John Prine received the “Artist of the Year” award at the 2017 Americana Music Honors & Awards. His songs have been recorded by Johnny Cash, Carly Simon, Bonnie Raitt, Norah Jones, Miranda Lambert, and many others.
Photo by Danny Clinch

With a songbook and album featuring his first new material in 13 years, the folk legend shows that even in the autumn of his career, he has plenty more stories to tell.

When you feel music on a gut level like John Prine does, it’s easy, if not downright tempting, to let yourself be consumed by it. A genuine American proponent of the troubadour’s creed in the mold of Bob Dylan, Neil Young, Kris Kristofferson, and Guy Clark, Prine has stuck with his calling, through thick and thin, whether loaded or lean, for nigh on six decades.

But like his vaunted contemporaries, he seems to have always drawn strength and inspiration from the lonely rigors of life on the road. Prine’s world is teeming with colorful stories—some of them hilariously funny, some humble and salt-of-the-earth, and some deep, dark and mystical—and they’re populated with characters who feel the weight of circumstance, like the broken Vietnam vet of “Sam Stone” or the mournful spinster of “Angel from Montgomery,” but who also find enjoyment in everyday life, whether they’re blowing up the TV in “Spanish Pipedream” or strolling hand-in-hand on a moonlit beach in “Let’s Talk Dirty in Hawaiian.”

Prine is in the midst of a spectacular late-career renaissance. Last year he released Beyond Words, an artfully crafted anti-autobiography packed with photos, chord charts, song lyrics, and pithy anecdotes. In August 2017, he reissued the outstanding concert recording September 78 on his Oh Boy Records imprint, and then he won the Americana Award for Artist of the Year.

It all paved the way for The Tree of Forgiveness, Prine’s first album of new material in more than a decade, and a vivid snapshot of one of America’s most beloved songwriters at work.

→ **Source data**
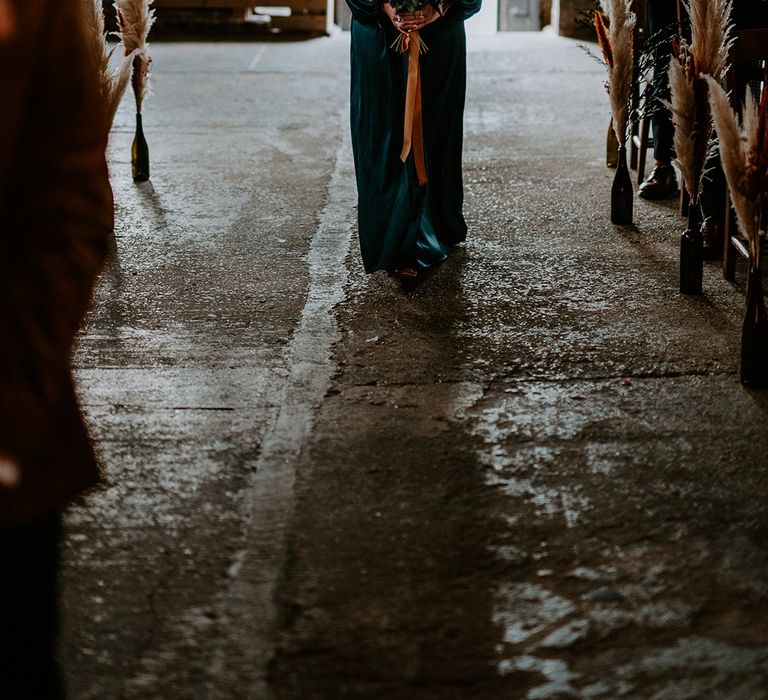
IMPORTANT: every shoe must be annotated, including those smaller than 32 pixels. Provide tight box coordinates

→ **Exercise requirements**
Copy out the stretch of the John Prine piece that opens with the words "It all paved" and closes with "songwriters at work.", swapping "beloved" for "admired".

→ **Written solution**
It all paved the way for The Tree of Forgiveness, Prine’s first album of new material in more than a decade, and a vivid snapshot of one of America’s most admired songwriters at work.